**What this task involves:** Scan the records beneath this line for the line holding "on the cumulus" and the line holding "[(596, 257), (339, 91)]", then transcribe exactly those two and all lines between.

===== Listed entries

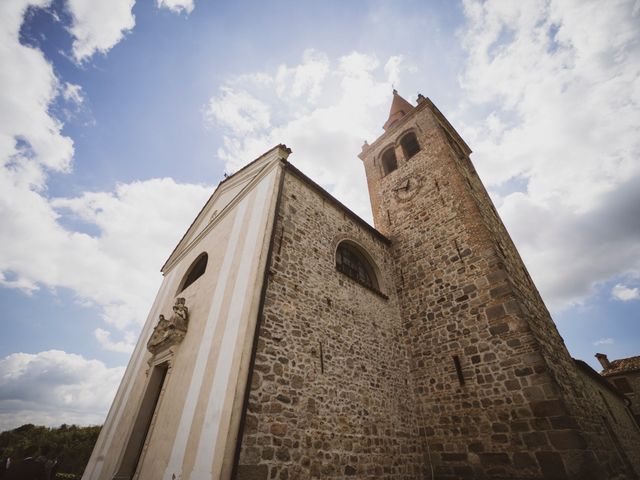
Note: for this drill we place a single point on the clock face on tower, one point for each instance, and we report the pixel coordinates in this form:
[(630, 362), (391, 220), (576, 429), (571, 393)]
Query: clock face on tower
[(406, 189)]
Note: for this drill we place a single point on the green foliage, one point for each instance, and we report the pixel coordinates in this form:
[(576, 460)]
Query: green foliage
[(70, 444)]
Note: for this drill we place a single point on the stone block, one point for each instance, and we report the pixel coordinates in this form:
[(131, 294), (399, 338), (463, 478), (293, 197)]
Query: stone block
[(551, 465), (494, 459), (567, 440), (547, 408), (252, 472)]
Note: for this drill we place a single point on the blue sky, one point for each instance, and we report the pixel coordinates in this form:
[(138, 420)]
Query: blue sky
[(118, 118)]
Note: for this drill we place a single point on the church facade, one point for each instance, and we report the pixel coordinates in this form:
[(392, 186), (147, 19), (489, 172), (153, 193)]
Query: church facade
[(292, 340)]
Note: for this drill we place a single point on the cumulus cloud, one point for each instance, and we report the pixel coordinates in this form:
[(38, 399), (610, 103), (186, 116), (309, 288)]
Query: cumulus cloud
[(55, 387), (624, 293), (238, 111), (37, 250), (557, 83), (123, 346), (306, 79), (323, 110), (177, 6), (99, 25)]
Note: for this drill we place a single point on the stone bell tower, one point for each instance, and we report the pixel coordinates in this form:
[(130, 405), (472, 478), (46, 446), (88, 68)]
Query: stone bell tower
[(497, 391)]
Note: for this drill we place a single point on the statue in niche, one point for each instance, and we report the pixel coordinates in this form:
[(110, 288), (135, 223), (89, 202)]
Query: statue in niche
[(170, 332)]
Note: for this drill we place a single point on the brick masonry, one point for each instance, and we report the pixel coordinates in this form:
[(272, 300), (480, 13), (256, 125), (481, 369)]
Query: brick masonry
[(456, 371)]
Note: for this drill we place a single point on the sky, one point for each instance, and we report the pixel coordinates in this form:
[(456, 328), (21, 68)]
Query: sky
[(119, 117)]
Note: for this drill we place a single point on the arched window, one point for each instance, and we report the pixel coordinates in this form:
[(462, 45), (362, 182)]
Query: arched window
[(410, 145), (353, 263), (196, 270), (389, 163)]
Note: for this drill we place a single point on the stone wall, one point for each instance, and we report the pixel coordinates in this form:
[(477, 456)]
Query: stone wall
[(515, 409), (633, 377), (621, 432), (330, 396)]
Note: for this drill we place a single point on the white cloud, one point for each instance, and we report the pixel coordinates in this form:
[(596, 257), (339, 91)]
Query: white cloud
[(558, 87), (55, 387), (115, 269), (332, 116), (99, 25), (306, 79), (624, 293), (30, 138), (392, 69), (238, 111), (123, 346), (73, 93), (177, 6)]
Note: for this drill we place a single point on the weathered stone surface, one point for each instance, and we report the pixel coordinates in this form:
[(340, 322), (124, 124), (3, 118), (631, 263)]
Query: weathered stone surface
[(453, 357)]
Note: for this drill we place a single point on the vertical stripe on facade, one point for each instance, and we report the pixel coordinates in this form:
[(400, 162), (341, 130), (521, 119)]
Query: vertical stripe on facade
[(174, 467), (207, 445), (120, 402)]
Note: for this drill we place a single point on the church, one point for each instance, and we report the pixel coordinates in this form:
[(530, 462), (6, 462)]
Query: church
[(292, 340)]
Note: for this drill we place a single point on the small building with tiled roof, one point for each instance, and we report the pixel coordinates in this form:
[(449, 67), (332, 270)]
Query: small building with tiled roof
[(624, 374)]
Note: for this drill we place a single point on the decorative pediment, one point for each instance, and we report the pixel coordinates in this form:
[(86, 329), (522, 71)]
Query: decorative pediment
[(170, 332)]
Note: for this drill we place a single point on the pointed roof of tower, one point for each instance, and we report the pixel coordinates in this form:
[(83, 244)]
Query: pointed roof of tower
[(399, 108)]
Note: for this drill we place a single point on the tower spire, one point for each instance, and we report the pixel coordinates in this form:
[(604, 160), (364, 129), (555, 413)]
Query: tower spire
[(399, 108)]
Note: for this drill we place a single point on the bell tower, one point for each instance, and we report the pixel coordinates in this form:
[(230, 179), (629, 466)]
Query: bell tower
[(496, 389)]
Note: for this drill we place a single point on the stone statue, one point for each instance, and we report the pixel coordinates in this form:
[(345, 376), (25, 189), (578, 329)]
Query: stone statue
[(170, 332)]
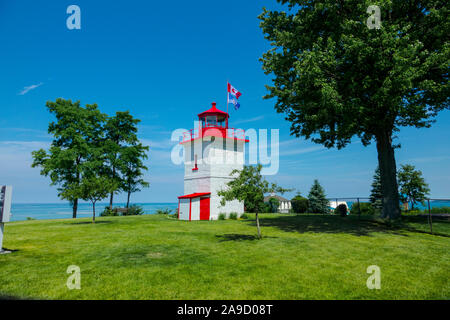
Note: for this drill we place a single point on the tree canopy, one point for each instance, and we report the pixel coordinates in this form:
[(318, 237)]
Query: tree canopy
[(413, 188), (335, 78), (249, 187)]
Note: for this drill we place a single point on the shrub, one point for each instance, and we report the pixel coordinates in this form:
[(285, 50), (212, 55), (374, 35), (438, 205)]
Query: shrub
[(244, 216), (273, 205), (299, 204), (166, 211), (134, 210), (318, 202), (365, 207), (341, 210), (107, 212), (233, 216), (266, 208)]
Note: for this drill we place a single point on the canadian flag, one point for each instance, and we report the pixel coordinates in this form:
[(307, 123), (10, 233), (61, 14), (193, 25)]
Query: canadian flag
[(234, 91)]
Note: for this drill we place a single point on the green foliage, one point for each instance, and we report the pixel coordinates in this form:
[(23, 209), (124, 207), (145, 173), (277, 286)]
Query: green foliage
[(412, 185), (233, 216), (132, 167), (299, 204), (134, 210), (272, 205), (77, 134), (249, 186), (90, 150), (91, 188), (317, 199), (163, 211), (120, 135), (336, 79), (364, 208), (376, 193), (107, 212), (341, 210)]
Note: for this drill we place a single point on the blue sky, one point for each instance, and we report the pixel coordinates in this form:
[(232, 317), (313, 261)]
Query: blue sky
[(166, 62)]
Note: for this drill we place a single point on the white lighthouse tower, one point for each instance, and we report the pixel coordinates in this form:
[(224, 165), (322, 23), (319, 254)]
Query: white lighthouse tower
[(211, 152)]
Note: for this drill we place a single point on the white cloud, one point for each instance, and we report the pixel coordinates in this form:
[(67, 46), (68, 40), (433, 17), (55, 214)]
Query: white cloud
[(25, 90), (248, 120)]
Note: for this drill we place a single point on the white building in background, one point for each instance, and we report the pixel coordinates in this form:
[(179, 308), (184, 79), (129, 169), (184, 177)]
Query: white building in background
[(285, 204), (211, 152)]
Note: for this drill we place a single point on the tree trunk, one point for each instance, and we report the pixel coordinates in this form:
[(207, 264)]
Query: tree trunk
[(93, 212), (257, 226), (111, 197), (128, 199), (388, 173), (74, 208)]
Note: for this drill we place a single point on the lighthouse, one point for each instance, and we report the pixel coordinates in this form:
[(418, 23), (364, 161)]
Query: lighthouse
[(212, 151)]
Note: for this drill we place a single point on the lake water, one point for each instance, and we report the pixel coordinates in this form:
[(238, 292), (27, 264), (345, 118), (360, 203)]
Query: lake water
[(20, 211)]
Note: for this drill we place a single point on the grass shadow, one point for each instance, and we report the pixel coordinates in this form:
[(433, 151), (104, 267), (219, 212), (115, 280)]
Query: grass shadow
[(363, 226), (10, 250), (236, 237)]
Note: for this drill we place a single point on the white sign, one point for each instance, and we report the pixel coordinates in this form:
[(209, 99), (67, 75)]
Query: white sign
[(5, 203)]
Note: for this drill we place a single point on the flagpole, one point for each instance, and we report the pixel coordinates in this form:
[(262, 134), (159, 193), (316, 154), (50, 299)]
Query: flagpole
[(227, 100)]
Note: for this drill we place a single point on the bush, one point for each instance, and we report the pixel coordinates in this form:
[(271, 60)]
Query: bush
[(166, 211), (341, 210), (273, 205), (244, 216), (299, 204), (134, 210), (107, 212), (365, 207), (233, 216)]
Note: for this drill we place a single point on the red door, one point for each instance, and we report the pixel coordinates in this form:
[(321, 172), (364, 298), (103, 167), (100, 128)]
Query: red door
[(204, 208)]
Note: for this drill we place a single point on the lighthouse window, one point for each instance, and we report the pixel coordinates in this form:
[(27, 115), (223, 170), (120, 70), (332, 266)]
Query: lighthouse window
[(211, 121)]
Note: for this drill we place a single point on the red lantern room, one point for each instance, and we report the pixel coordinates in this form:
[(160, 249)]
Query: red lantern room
[(213, 122)]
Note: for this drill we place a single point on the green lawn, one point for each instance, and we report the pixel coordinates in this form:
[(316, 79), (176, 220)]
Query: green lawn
[(156, 257)]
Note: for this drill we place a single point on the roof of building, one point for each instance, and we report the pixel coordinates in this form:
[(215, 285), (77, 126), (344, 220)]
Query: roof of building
[(214, 111), (194, 195), (279, 198)]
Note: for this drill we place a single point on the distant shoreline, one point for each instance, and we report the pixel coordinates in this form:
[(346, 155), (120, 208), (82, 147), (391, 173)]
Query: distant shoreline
[(46, 211)]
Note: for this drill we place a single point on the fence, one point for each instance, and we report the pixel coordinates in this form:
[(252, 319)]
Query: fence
[(437, 210)]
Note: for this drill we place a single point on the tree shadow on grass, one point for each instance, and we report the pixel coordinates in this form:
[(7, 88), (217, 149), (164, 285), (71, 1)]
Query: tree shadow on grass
[(10, 297), (329, 224), (236, 237), (9, 251)]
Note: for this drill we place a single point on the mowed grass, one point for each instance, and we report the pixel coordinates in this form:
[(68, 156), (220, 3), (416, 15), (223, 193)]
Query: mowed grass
[(156, 257)]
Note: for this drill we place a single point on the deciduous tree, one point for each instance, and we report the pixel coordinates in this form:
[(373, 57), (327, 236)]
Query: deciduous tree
[(413, 187), (249, 187), (76, 132), (336, 77)]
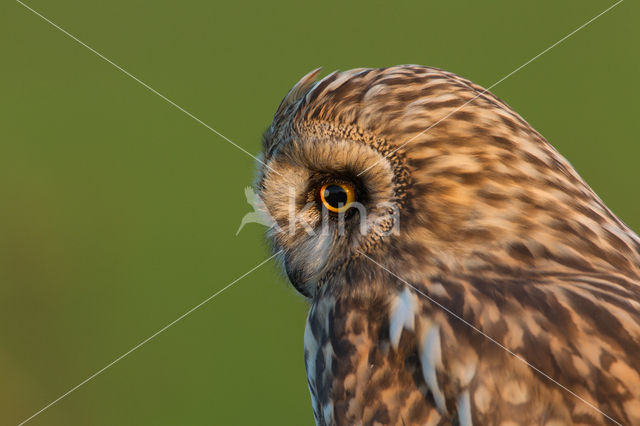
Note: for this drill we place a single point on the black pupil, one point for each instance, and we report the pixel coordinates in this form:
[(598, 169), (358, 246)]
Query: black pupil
[(335, 196)]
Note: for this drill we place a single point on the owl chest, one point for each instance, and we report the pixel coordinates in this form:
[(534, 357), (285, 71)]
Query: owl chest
[(357, 376)]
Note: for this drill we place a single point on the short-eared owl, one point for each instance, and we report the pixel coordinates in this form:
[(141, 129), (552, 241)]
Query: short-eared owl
[(459, 270)]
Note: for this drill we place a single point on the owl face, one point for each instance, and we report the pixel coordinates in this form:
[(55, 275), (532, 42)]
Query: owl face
[(331, 194), (429, 174)]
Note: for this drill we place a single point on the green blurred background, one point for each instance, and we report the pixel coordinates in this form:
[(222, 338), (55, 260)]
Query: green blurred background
[(118, 212)]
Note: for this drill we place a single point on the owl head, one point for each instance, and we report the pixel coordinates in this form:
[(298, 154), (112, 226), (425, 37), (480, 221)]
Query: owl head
[(427, 173)]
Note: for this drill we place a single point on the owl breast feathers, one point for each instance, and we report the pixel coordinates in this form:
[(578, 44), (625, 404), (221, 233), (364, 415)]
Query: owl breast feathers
[(459, 270)]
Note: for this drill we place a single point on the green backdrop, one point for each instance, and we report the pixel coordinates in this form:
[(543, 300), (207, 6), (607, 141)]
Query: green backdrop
[(118, 212)]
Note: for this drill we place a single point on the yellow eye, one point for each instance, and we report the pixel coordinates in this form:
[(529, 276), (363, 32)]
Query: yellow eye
[(337, 197)]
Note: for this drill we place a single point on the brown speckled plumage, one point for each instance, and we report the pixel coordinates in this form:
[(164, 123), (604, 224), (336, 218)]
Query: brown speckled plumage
[(494, 225)]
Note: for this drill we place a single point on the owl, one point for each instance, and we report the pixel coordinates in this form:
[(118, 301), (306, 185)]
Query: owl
[(458, 269)]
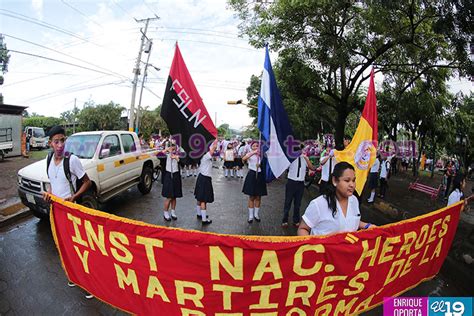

==========

**Solution to this problem:**
Note: for this drill we place a single point on the cumulus cloud, one point for each instance, and we report the pixel coordinates in this form:
[(38, 399), (610, 103), (186, 116), (309, 288)]
Query: cumulus cloud
[(55, 387), (624, 293), (238, 111), (37, 250), (557, 83), (123, 346), (306, 79), (323, 110), (177, 6), (99, 25)]
Note: for this drill we place a single point on the stone bell tower, one point for each instance, and we report the pixel coordinates in this form:
[(130, 405), (472, 478), (46, 446), (88, 68)]
Query: stone bell tower
[(497, 391)]
Note: for this drill we place a single point on the statue in niche, one point for each instance, and we report the pixel coordinates in this form:
[(110, 288), (135, 223), (89, 202)]
Query: statue in niche
[(170, 332)]
Note: for this drill we place a single point on the brick masonry, one point for each instance, and we report the pixel coordinates in this form:
[(272, 300), (480, 13), (256, 125), (481, 369)]
Query: brick masonry
[(456, 371)]
Note: for this drill we place a single point on the sky, one point for each instance, and we report the pixel coordinates in this form:
[(456, 328), (21, 68)]
Query: sky
[(119, 117)]
Note: for this drill we place a single point on the arched window, one point for each instance, and we report the pixel coordinates in this form:
[(462, 45), (362, 182)]
Query: arched window
[(410, 145), (353, 263), (196, 270), (389, 163)]
Note: for this drill we place a single point on the stone wall, one point for each instance, and we report the pixel coordinates in this form:
[(477, 456)]
Query: stone wall
[(515, 409), (633, 377), (621, 432), (330, 396)]
Note: for this drill we place a single point on the white cloud, one point for each instance, and we report the pixel coordinates in this form:
[(596, 257), (339, 91)]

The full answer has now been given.